WORK REQUEST -
Line by line, repeat all the material exactly as it appears.

--- EXTRACTED RECORDS ---

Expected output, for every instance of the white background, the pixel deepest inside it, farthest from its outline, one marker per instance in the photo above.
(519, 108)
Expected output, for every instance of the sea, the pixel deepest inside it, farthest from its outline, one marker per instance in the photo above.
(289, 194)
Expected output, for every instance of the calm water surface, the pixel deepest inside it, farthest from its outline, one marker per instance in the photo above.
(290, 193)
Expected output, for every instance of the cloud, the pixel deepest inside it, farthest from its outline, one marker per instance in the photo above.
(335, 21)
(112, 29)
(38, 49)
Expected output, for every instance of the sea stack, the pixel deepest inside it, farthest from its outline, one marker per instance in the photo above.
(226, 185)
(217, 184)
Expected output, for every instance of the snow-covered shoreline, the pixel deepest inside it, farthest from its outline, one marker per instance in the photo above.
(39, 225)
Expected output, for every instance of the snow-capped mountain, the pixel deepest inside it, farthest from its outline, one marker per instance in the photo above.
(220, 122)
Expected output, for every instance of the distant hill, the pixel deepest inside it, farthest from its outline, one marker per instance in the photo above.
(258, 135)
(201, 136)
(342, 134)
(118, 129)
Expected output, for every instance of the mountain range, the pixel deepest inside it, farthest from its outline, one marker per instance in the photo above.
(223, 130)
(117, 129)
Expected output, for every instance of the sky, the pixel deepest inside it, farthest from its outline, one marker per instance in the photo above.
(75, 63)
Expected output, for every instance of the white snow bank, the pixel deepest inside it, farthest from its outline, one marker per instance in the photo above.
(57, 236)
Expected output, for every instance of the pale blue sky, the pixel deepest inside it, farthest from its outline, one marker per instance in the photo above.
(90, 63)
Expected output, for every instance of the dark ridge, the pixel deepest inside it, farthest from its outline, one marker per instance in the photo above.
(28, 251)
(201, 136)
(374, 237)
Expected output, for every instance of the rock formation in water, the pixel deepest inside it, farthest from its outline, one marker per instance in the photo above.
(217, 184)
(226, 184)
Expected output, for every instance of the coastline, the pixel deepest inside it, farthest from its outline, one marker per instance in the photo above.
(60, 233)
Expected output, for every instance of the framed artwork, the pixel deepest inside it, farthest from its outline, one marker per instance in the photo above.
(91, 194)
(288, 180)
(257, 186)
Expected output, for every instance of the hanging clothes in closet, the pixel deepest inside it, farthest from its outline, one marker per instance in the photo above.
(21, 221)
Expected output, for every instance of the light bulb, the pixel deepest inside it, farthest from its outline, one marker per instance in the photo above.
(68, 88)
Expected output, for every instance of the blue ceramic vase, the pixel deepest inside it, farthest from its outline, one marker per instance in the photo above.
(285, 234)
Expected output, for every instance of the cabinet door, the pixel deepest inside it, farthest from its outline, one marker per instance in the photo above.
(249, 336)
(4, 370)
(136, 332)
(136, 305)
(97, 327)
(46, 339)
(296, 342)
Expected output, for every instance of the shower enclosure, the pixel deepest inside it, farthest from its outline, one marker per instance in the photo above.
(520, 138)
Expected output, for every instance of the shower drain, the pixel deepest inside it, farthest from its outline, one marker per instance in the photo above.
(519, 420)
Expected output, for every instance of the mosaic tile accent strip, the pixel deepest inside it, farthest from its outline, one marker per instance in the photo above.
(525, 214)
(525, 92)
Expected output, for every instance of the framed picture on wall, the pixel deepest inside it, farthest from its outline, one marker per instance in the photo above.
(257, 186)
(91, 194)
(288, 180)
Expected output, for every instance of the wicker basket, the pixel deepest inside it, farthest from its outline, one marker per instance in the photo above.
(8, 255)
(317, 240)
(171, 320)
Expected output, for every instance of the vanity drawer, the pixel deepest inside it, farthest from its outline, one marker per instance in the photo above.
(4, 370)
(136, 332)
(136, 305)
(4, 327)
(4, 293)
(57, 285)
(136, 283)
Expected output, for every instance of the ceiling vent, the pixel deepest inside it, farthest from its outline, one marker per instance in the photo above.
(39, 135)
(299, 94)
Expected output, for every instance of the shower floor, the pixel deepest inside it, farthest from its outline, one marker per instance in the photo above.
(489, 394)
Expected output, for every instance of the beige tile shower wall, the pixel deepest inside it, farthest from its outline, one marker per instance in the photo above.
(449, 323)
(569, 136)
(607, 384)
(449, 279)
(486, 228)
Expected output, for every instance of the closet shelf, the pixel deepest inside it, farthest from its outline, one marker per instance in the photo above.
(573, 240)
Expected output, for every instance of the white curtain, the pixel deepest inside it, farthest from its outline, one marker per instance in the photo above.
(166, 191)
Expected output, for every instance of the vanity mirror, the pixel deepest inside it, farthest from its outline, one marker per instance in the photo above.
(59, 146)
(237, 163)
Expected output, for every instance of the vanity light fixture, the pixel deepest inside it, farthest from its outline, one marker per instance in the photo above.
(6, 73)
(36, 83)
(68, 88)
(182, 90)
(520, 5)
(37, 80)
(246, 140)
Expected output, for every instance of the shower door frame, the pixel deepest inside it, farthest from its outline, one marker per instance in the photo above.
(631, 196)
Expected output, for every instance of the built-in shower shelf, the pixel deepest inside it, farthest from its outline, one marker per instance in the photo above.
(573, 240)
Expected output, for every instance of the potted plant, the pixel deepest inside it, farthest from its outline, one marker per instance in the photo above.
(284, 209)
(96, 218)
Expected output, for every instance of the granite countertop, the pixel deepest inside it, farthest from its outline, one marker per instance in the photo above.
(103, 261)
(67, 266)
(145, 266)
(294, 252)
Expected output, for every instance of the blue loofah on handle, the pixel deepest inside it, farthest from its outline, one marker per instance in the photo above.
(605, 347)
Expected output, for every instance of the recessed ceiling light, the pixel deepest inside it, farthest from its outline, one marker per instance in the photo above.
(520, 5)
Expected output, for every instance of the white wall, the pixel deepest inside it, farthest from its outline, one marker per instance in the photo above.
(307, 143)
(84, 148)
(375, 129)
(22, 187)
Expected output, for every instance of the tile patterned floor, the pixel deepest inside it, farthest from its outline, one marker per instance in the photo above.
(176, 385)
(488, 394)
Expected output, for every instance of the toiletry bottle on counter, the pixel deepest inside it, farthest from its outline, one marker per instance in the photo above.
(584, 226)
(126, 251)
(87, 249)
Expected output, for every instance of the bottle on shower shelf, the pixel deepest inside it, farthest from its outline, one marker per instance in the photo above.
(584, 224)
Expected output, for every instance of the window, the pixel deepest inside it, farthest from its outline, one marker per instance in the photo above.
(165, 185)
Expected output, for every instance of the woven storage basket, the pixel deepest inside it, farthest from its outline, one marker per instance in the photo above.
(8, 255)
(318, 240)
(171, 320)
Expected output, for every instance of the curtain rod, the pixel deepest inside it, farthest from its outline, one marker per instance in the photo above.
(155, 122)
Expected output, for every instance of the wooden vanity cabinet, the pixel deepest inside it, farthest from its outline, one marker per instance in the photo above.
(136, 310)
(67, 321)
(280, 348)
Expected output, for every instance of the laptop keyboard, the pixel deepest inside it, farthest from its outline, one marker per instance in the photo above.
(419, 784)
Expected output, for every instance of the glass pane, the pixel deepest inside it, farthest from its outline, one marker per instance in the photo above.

---

OUTPUT OF THE EXERCISE -
Expected output, for every instance of the white background, the pixel deepest inside it, farthest from its outline, one marker per instance in the photo above.
(519, 108)
Expected output, for every instance of the sea, the pixel deepest inside it, farthest from its outline, one marker per instance in the photo above.
(289, 194)
Expected output, for every instance of the calm water surface, the pixel deepest inside it, farthest from its outline, one marker per instance in the photo above.
(290, 193)
Expected output, for every instance of the cloud, the pixel deepest inside it, farthest from its outline, one marker per instance in the photo above.
(335, 21)
(112, 29)
(38, 49)
Expected output, for every instance of the sea stack, the pixel deepest inside it, farthest from its outline, one marker per instance in the photo above.
(226, 185)
(217, 184)
Expected output, for every instance of the snow-covered shoreline, the pixel deepest inside it, farthest from its outline, one marker per instance in the photo above.
(39, 225)
Expected output, for every instance of the snow-capped mountain, the pixel deepest inside it, farthest from its outline, one marker per instance in the photo above.
(220, 122)
Expected output, for every instance of the distant hill, the pixel deepest inside it, farthest from its outline, one marker per instance in the photo above.
(258, 135)
(201, 136)
(342, 134)
(118, 129)
Expected output, for every instance of the mountain range, the pixel deepest inside it, farthest from its outline, one marker per instance in the photo above.
(223, 130)
(117, 129)
Expected output, for every instance of the sky, the pixel deepest inside it, farthest from its outline, one marker per instance in the photo above.
(75, 63)
Expected output, for every instance of the white snow bank, the pixel deepest inside it, farthest from its outline, one marker per instance in the photo above.
(57, 236)
Expected output, for every instance of the pale blue sky, the pixel deepest inside it, farthest from its outline, one marker per instance in the photo above.
(90, 63)
Expected output, for every instance of the dark ridge, the pixel deepest inside it, farthest from its outline, one marker per instance in the photo above.
(28, 251)
(201, 136)
(374, 237)
Expected output, for every instance of the rock formation in water, the pixel deepest inside it, farthest from its outline, one marker per instance in the photo above.
(217, 184)
(226, 184)
Expected output, for every instance of the coastline, the pixel deepest inside it, farthest from its outline, one marker per instance in the photo above.
(60, 233)
Expected output, for every instance of the framed artwork, the pixel deepest inside it, farthest from its outline, one marker per instance in the photo above.
(91, 194)
(288, 180)
(257, 186)
Expected output, for every instance of the hanging clothes in closet, the pixel deepest inside it, farthest from its outline, one marker per instance in the photo above.
(21, 221)
Expected output, for every instance of the light bulb, the pixel deepest inside it, farthest from its outline, one marker per instance in the photo above.
(68, 88)
Expected output, for every instance of the blue ceramic vase, the pixel deepest inside it, farthest from its outline, one marker per instance in the photo above.
(285, 234)
Expected output, for every instance of the cabinet door, the pixel deepest inside it, farthest from its outline, one marker per instance in the photo above.
(249, 336)
(4, 370)
(136, 332)
(136, 305)
(97, 327)
(46, 339)
(296, 342)
Expected output, for every instance of the shower enclosure, the pixel deepest inside it, farthest from its outline, one marker per instance in the photo above.
(520, 138)
Expected output, for every instance of the shower drain, the pixel deepest inside it, farthest from its outline, one marker per instance in the photo above.
(519, 420)
Expected output, for every instance of the mosaic tile accent strip, the pixel deepest inside it, farthest from its outline, one marker per instance in the photo above.
(525, 214)
(525, 92)
Expected output, for every instance of the framed picture on wall, the pixel deepest inside it, farthest from its outline, one marker per instance in the photo above.
(257, 186)
(91, 194)
(288, 180)
Expected output, for every instance of the wicker basket, the pixel deepest inside it, farthest from its outline, one marker per instance in the photo above.
(8, 255)
(317, 240)
(171, 320)
Expected output, for every instance of the vanity drawer, the pixel deepest inside it, farthest from its outline, one marker per instance in the photo above.
(4, 370)
(136, 332)
(136, 305)
(4, 327)
(4, 293)
(57, 285)
(136, 283)
Expected output, for every instance of the ceiling vent, the pixel deepest inside it, farthest from its outline, one marker per instance in the photo above.
(39, 135)
(299, 94)
Expected output, for every instance of the shower floor, the pixel deepest inside it, farthest from its outline, one marker per instance in the photo above.
(489, 394)
Expected output, for every instance of the beige tile shower wall, the pixel deepest inside it, farthest from its outline, one marker per instance in the photo above.
(449, 323)
(569, 136)
(607, 384)
(449, 279)
(486, 228)
Expected output, for every instance of the closet shelf, the pixel deepest inside it, farthest from its outline, one marker per instance in the photo above.
(573, 240)
Expected output, for every instance of the white curtain, the pixel deepest inside it, farthest from its outline, one marker per instance in the photo above.
(166, 191)
Expected output, for every instance of the vanity mirror, the pixel deepest inside it, farthest from its outline, one marker per instance in the photo above.
(59, 146)
(237, 163)
Expected output, for every instance of the vanity light fixture, the pixel deepest inside it, farthest from its outline, one marker per instance in the photo above.
(6, 73)
(36, 83)
(68, 88)
(182, 90)
(520, 5)
(37, 80)
(246, 140)
Expected output, for every instance of the shower door frame, the pixel deepest inside it, farthest from its outline, one marker per instance in the photo above.
(631, 196)
Expected output, for every instance of the built-in shower shelf, the pixel deepest inside it, farthest from its outline, one marker per instance in the photo above.
(573, 240)
Expected output, for every instance of the potted plant, the pixel deepest inside it, farthest from its outline, one marker per instance in the photo above.
(284, 209)
(96, 218)
Expected output, for every instance of the granite countertop, the pixel deepest inside it, farthest from its outline, one marker per instance in the photo above.
(103, 261)
(67, 266)
(145, 266)
(294, 252)
Expected output, for every instance of the blue loofah on handle, the pixel deepest inside it, farthest from its outline, one marker per instance in the photo above.
(605, 347)
Expected output, for every instance of the recessed ceiling light, the pixel deepest inside it, farthest from its outline, one marker per instance in the photo above.
(520, 5)
Expected output, for every instance of the white wall, the pixel deepest inside it, farthest from its outline, one marker per instance in the photo above.
(307, 143)
(84, 148)
(375, 129)
(22, 187)
Expected output, for every instance of the tile patterned floor, the pixel deepest inside it, farthest from its outline, one marker per instance in the photo above.
(176, 385)
(488, 394)
Expected output, for every instance of the toiletry bottle on counter, the pixel deepest inside it, farthest from its outline, one marker per instance in the photo above.
(584, 226)
(126, 251)
(87, 249)
Expected output, for every instance of the bottle on shower shelf, the pixel deepest inside it, farthest from its outline, one marker per instance in the photo above.
(584, 224)
Expected output, for every instance of the window, the pixel deepest inside it, farthest from its outline, one marker per instance in the photo above.
(165, 185)
Expected output, for every instance of the woven storage basket, the pixel deepest inside it, farthest from its outline, one marker per instance in the photo above.
(8, 255)
(318, 240)
(171, 320)
Expected output, for every instance of the curtain rod, the pixel deepest inside it, farthest from its outline, one marker per instance in the photo above.
(155, 122)
Expected output, for every instance of the wooden vanity cabinet, the pixel deepest inside it, farthest from its outline, one marker per instance in the photo above.
(136, 310)
(67, 321)
(280, 348)
Expected output, for every instance of the laptop keyboard, the pixel deepest inside it, farthest from its outline, one marker per instance in the photo above.
(419, 784)
Expected output, for every instance of the glass pane, the pixel deepest inside it, farthest from its outline, one marker per instance in the photo above.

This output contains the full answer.